**Exercise brief**
Pick out every line below that contains the string "dress". Case counts.

Items from a data source:
(begin)

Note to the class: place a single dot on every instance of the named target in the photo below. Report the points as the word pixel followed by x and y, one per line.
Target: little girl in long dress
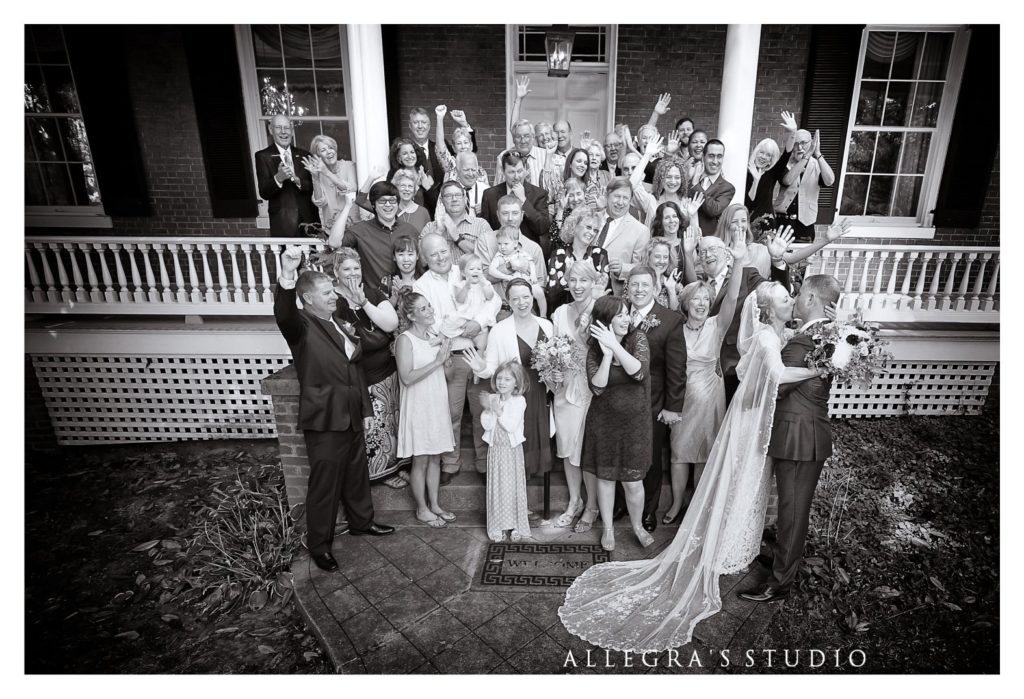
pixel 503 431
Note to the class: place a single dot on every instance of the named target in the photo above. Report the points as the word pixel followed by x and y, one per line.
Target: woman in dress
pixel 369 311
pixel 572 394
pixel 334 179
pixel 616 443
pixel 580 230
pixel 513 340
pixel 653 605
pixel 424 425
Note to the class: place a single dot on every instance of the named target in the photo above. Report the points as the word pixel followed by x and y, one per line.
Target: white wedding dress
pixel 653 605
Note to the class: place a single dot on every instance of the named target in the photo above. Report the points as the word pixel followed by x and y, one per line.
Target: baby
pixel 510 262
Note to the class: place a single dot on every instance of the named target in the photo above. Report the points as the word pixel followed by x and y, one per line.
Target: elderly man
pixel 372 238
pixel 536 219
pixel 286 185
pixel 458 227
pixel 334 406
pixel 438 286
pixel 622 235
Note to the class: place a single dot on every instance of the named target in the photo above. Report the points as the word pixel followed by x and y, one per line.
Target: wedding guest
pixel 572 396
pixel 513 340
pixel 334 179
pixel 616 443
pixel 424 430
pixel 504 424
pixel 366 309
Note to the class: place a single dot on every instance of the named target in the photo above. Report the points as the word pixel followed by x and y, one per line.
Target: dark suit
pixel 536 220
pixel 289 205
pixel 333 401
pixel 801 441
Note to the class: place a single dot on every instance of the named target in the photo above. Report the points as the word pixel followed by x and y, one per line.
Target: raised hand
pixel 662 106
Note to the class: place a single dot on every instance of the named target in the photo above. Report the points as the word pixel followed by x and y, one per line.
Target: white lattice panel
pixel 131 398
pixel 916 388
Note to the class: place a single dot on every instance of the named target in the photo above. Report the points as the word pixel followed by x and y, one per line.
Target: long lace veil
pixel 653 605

(end)

**Written solution**
Target: little girl in long dress
Target: woman in dress
Target: white wedding dress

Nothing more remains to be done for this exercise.